**Stored rows:**
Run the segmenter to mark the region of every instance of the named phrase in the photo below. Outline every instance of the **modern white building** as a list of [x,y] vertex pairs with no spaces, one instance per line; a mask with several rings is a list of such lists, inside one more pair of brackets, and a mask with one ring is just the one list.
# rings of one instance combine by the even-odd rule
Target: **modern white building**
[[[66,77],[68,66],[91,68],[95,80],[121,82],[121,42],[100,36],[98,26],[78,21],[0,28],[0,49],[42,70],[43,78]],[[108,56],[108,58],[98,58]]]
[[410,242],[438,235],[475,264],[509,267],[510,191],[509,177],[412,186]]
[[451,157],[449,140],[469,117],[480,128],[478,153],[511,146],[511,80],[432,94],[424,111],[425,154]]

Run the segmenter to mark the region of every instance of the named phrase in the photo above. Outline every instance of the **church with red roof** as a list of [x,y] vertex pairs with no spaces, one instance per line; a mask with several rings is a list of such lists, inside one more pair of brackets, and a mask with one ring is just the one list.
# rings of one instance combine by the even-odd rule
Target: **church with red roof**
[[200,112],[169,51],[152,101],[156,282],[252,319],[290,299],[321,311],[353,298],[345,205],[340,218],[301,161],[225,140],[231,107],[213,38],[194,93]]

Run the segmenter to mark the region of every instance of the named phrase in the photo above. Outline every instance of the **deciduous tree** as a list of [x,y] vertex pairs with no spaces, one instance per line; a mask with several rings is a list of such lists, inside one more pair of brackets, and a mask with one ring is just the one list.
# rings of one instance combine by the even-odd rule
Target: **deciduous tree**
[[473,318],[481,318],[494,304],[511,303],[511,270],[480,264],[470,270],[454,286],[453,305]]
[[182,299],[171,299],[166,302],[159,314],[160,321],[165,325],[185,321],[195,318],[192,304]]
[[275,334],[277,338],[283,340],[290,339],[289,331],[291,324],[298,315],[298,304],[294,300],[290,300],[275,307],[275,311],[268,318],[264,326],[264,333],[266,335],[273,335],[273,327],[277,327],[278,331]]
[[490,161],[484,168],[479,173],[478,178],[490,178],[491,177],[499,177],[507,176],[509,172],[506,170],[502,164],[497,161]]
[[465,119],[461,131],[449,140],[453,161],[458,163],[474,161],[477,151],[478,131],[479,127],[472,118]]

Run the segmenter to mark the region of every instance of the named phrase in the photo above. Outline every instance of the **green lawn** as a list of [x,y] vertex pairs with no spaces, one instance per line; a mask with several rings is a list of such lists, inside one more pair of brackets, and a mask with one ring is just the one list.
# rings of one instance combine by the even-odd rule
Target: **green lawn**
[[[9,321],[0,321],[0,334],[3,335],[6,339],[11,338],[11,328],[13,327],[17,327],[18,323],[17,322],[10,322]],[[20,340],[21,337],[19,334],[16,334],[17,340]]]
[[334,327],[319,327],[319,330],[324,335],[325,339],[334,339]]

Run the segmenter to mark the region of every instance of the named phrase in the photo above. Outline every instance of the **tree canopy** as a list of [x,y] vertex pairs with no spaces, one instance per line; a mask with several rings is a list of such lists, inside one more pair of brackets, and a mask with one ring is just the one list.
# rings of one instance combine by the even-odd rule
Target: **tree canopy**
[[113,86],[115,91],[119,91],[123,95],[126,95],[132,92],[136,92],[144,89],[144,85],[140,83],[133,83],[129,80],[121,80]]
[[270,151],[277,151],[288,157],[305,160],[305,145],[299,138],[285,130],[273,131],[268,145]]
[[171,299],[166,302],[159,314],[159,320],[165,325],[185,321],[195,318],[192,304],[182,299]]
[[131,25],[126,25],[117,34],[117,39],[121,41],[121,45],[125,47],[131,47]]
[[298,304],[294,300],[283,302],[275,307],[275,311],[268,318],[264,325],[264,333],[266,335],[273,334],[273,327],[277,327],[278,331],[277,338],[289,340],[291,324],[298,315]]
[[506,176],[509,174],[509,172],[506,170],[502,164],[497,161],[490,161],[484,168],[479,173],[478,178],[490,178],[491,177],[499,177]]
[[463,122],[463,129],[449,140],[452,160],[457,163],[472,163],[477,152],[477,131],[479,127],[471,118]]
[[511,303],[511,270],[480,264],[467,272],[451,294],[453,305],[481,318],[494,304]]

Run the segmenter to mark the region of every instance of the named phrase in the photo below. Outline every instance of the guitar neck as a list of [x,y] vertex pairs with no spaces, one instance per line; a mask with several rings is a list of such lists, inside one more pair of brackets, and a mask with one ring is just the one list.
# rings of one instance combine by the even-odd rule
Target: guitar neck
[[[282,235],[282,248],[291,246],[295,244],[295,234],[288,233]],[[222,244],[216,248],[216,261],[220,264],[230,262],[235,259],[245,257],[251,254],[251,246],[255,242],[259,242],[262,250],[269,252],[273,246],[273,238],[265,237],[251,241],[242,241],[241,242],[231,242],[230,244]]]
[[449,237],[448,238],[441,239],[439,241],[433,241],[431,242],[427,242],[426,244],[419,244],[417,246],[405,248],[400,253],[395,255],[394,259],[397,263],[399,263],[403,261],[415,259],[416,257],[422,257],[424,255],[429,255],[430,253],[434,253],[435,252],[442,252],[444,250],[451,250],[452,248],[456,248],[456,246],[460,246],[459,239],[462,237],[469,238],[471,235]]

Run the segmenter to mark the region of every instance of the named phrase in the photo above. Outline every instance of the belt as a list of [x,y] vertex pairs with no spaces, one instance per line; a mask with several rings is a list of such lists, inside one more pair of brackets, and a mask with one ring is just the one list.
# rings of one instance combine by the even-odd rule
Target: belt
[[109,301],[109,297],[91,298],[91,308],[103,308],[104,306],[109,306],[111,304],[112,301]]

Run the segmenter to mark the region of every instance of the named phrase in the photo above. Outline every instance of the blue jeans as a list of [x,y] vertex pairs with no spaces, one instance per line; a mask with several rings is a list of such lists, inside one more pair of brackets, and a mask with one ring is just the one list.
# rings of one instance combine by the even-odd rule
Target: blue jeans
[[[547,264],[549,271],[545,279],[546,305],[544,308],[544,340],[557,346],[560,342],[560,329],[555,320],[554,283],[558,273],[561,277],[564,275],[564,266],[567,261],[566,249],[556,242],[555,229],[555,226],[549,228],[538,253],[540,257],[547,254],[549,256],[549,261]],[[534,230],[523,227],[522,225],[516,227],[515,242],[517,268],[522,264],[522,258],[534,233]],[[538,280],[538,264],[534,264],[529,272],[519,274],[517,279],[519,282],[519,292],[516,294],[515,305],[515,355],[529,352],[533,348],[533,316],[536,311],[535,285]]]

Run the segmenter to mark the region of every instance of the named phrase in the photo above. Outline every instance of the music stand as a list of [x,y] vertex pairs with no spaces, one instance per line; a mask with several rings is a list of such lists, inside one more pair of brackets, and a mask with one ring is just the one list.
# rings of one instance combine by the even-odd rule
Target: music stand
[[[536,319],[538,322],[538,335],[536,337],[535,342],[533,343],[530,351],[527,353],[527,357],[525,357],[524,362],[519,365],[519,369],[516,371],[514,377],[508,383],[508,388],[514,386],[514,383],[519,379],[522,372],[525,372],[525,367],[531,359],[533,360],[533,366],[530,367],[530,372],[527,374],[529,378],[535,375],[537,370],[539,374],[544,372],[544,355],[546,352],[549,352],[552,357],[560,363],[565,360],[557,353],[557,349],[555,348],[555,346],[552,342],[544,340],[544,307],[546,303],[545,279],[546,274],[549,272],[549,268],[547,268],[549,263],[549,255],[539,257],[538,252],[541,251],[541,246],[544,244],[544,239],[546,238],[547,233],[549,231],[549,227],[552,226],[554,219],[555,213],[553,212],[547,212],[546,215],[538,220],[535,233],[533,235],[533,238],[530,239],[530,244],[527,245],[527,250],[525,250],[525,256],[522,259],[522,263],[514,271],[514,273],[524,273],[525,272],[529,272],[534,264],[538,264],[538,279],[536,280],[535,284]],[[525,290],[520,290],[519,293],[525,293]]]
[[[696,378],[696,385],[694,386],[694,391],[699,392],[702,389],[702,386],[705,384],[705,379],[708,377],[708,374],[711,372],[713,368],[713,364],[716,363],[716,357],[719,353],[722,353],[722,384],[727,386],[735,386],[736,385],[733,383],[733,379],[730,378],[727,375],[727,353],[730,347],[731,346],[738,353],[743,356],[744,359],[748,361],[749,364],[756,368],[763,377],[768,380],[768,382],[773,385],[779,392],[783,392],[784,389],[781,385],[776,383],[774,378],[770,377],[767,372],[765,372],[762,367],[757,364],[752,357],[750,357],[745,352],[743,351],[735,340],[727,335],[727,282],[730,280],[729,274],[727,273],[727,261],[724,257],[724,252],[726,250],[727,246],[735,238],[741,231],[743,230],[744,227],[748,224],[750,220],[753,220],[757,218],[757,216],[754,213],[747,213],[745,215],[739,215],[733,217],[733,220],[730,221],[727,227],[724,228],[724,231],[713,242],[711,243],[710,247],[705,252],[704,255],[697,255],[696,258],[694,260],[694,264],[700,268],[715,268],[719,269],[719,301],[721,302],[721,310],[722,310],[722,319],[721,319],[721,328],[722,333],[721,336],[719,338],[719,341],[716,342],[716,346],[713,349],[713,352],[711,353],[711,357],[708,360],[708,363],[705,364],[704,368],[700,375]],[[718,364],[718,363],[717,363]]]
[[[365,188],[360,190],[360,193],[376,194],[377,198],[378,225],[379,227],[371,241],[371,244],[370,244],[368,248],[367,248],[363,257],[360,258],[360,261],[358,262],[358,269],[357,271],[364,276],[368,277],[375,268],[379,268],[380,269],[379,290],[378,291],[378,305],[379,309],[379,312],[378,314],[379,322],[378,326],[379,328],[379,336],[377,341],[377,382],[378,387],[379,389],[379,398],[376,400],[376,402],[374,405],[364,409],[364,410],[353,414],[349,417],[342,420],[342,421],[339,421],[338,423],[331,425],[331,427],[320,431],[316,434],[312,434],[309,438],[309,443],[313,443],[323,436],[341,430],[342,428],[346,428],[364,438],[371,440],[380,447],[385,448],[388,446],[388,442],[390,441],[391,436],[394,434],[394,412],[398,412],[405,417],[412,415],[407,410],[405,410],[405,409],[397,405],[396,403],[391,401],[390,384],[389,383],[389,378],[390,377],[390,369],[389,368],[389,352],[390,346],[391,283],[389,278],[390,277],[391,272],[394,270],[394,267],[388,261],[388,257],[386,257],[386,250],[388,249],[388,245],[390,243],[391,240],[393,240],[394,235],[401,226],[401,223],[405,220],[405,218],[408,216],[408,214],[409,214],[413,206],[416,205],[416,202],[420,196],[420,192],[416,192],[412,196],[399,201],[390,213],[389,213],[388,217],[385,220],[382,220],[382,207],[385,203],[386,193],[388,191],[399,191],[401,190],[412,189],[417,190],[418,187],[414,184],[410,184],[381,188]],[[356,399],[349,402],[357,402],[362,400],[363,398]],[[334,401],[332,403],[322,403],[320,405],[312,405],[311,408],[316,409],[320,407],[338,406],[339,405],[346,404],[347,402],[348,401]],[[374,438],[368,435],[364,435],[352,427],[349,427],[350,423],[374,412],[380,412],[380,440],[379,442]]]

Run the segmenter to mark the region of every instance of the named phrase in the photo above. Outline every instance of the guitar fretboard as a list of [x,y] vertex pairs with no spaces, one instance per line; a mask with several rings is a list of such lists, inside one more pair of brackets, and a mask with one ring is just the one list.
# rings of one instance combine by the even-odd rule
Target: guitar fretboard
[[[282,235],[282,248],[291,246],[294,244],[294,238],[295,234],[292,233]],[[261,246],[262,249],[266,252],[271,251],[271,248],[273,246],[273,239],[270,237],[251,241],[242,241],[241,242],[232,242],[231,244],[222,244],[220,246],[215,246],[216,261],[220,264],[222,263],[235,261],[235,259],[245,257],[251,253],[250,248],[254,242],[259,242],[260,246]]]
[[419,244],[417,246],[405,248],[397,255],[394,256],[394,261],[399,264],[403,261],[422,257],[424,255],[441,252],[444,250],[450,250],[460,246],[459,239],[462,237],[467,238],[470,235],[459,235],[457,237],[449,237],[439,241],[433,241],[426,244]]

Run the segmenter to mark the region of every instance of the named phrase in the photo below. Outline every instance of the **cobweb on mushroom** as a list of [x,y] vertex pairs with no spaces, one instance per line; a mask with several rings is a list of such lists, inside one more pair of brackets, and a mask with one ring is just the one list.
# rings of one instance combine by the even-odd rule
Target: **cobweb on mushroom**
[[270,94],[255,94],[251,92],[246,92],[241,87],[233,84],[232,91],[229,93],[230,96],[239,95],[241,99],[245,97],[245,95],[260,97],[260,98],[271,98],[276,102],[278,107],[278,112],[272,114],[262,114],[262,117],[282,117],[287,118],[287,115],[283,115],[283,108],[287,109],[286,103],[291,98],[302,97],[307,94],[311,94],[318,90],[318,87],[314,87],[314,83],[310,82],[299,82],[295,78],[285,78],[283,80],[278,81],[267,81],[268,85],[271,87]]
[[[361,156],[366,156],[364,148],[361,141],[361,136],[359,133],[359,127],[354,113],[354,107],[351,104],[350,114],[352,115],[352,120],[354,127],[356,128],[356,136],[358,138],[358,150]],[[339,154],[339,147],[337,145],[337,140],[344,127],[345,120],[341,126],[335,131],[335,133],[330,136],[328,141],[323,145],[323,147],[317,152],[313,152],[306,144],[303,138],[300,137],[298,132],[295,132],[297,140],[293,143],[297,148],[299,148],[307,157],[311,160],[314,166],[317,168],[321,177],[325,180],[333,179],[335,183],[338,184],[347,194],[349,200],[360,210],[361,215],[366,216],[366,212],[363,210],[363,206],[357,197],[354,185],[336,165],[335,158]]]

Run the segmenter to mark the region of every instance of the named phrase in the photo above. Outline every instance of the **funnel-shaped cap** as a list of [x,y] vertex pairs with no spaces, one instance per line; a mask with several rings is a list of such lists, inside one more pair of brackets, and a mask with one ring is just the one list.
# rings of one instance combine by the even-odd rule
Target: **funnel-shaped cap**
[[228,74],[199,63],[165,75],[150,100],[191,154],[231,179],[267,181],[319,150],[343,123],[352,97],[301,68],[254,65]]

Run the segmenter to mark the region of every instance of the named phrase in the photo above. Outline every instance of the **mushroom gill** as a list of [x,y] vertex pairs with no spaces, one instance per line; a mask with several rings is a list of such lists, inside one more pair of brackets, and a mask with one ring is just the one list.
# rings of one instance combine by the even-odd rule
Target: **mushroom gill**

**Task to complete:** Please put the lines above into a numbered list, starting at the line that contains "of the music" and ending at the line that contains "Target: music stand", with any blank lines left out.

**Response below:**
1. Run the segmenter to mark the region of every instance of the named phrase in the photo above. Outline every instance of the music stand as a list of [x,y] vertex pairs with no spaces, one instance per line; a mask with several rings is a list of such lists, inside one more pair of brackets, and a mask with one ring is just the one list.
2. # rings of one instance combine by the even-odd rule
3. Target: music stand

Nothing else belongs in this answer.